_WHAT TO PRODUCE_.
Take the data that follows and return it exactly.

Dataset entries
┄┄┄┄┄┄┄┄┄┄┄┄┄┄┄┄┄┄┄┄

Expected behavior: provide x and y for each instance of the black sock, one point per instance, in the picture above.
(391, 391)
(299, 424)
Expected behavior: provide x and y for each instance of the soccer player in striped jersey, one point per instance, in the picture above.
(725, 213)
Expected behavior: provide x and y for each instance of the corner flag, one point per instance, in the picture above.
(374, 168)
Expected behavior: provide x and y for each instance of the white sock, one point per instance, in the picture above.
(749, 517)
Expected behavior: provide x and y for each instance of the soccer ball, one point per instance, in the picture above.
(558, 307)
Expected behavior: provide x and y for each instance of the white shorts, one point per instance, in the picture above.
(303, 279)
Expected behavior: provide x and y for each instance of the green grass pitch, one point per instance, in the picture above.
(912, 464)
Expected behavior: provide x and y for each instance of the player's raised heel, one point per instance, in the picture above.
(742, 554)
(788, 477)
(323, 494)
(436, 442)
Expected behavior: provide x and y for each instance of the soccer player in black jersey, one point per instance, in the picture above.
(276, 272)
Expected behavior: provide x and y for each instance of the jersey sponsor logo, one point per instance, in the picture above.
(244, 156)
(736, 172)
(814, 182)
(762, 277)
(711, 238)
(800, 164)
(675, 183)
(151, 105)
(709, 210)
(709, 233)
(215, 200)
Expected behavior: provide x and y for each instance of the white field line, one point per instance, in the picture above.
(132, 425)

┄┄┄┄┄┄┄┄┄┄┄┄┄┄┄┄┄┄┄┄

_REPLY_.
Expected behavior: provide x and y for each instance of the black sock, one point per instance, in the picture above.
(391, 391)
(299, 424)
Expected behavior: provide x and y for each instance of the soccer player in striped jersey, one point per instance, in the picture above.
(725, 213)
Expected behavior: provide x and y for each instance of the corner flag, one point per instance, in the picture above.
(374, 168)
Expected behavior: provide x and y for each instance of the white sock, one point per instance, in the picture above.
(749, 517)
Expected behavior: provide x and y for each instance of the soccer ball, one point per instance, in the picture above.
(558, 307)
Expected behavior: provide x and y for each instance of the white shorts, one point per instance, in the picture above.
(303, 279)
Expected behavior: provide x and y for each instance of the green grass pitch, one point per instance, in the picture above.
(912, 464)
Expected behavior: provide x and y for each instance of the player's raised heel, one point per instance, in the picture above.
(742, 554)
(788, 477)
(323, 494)
(436, 442)
Expected behavior: provide x and y for each instance of the soccer player in black jersey, one point per instance, in the picture above.
(276, 272)
Expected behavior: provide x and y for each instance of the jersey sponsor logo, one point per instance, in the picture above.
(244, 156)
(736, 172)
(814, 182)
(762, 277)
(711, 238)
(800, 164)
(675, 183)
(151, 105)
(709, 210)
(709, 233)
(215, 200)
Expected behavior: provide x and y for each instance of the white field line, one point per instance, in the picture above.
(132, 425)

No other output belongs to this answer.